- **ABOUT THIS TASK**:
Which lines mention "blue"? Show each one from the listing.

-- Opening Marker --

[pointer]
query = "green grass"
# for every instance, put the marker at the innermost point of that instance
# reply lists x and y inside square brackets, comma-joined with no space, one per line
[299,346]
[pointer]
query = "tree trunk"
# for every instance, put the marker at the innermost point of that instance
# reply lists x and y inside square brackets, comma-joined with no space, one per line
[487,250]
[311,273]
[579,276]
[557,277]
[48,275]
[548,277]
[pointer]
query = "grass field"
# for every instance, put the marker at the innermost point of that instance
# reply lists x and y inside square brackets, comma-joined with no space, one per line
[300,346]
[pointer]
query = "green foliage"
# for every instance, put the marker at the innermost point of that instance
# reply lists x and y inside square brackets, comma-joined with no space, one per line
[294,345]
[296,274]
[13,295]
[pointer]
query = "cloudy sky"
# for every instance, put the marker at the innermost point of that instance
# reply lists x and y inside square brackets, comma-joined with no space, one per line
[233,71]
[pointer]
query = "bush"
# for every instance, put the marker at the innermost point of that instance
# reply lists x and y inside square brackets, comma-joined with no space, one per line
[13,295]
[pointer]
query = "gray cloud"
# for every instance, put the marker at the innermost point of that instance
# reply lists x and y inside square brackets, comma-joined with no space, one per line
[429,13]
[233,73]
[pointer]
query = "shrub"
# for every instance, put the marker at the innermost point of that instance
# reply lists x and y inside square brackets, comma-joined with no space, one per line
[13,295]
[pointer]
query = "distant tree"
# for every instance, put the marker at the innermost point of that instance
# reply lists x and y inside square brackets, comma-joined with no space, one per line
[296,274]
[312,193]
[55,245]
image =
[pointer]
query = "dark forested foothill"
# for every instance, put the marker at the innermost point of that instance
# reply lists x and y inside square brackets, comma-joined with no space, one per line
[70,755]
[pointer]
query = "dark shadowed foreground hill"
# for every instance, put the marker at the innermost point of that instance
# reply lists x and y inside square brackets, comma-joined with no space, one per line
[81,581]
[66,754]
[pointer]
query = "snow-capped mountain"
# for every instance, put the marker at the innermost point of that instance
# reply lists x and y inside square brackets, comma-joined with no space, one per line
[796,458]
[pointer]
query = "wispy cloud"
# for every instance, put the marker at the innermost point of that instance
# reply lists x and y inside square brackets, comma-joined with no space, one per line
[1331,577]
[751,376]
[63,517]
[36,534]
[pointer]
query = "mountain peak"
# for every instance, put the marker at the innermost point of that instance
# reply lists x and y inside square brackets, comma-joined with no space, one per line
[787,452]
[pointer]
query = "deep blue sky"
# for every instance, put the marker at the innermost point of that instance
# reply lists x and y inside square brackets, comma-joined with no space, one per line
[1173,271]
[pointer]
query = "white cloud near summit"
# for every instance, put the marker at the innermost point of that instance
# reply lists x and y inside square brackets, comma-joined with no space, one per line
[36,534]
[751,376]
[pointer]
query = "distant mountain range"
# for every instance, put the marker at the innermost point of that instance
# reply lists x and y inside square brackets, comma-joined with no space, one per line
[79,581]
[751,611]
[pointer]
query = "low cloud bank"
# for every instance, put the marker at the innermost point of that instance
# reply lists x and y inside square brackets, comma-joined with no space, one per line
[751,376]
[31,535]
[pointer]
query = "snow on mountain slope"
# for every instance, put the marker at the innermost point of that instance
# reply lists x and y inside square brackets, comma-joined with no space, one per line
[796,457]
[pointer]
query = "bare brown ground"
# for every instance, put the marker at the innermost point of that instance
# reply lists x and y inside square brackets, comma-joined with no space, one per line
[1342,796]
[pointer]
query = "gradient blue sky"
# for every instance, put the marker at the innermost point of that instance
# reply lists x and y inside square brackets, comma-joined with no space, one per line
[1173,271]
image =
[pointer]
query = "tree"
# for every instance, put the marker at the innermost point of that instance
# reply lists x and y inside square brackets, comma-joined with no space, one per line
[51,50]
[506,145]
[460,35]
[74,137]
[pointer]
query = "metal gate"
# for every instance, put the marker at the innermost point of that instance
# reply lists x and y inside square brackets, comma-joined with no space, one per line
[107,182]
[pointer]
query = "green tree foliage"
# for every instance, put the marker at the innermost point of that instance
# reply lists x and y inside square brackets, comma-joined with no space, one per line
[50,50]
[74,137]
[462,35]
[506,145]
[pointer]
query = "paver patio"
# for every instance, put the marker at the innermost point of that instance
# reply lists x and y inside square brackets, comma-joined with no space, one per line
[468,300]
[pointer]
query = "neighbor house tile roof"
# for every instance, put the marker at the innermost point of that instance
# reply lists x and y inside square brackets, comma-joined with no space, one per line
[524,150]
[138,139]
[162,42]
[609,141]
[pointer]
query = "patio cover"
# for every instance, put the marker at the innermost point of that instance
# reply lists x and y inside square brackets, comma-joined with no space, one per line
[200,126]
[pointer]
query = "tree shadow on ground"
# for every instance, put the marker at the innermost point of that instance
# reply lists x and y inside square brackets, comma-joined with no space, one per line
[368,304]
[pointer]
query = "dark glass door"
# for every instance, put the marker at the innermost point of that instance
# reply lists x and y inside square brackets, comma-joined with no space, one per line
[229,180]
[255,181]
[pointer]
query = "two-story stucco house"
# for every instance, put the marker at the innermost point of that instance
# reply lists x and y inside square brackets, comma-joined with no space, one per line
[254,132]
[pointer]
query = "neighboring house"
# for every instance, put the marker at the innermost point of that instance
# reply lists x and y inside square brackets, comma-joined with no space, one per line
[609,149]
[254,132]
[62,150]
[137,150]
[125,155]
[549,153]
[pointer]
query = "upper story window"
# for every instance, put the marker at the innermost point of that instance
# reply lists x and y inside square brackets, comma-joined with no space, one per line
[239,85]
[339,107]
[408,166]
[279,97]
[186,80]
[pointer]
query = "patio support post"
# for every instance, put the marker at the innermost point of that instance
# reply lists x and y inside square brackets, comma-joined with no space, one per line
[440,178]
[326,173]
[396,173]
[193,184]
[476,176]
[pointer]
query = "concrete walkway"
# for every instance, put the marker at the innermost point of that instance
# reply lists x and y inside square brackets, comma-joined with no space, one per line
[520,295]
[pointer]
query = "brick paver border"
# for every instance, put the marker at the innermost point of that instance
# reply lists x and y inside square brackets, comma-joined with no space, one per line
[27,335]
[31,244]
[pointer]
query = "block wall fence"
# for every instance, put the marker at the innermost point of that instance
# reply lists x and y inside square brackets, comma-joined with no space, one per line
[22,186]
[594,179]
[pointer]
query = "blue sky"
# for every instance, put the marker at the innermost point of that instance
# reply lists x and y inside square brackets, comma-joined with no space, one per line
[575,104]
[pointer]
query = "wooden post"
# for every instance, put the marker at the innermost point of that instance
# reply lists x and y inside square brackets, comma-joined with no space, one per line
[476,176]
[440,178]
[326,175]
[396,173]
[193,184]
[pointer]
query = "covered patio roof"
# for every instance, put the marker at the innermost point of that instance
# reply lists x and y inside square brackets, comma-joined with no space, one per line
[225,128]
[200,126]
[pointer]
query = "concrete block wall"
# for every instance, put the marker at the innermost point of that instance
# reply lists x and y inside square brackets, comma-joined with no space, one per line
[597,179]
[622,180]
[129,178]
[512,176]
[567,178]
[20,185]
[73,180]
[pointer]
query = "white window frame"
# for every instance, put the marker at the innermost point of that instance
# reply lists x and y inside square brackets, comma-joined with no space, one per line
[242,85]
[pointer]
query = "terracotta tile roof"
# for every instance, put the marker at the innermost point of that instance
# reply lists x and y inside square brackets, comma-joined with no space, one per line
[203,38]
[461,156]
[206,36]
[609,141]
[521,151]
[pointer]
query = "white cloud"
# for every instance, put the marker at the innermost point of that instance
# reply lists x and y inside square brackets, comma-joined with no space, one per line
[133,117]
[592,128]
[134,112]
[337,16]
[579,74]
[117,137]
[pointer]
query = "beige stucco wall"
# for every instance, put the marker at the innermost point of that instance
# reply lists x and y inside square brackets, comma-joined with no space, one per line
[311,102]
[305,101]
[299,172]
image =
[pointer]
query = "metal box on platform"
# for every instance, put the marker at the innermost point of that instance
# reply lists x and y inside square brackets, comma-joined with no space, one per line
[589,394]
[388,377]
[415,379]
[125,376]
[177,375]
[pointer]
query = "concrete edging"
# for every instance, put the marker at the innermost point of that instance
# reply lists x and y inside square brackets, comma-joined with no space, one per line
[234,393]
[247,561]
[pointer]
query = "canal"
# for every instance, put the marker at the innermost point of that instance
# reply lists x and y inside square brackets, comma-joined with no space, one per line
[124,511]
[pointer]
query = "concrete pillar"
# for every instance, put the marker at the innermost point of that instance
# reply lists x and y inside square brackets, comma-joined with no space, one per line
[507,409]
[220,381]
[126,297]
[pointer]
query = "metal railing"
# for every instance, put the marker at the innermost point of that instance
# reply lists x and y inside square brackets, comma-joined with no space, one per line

-- Closing Marker --

- **OUTPUT**:
query = "deep blue sky"
query = "gradient blue sky"
query = "blue sky"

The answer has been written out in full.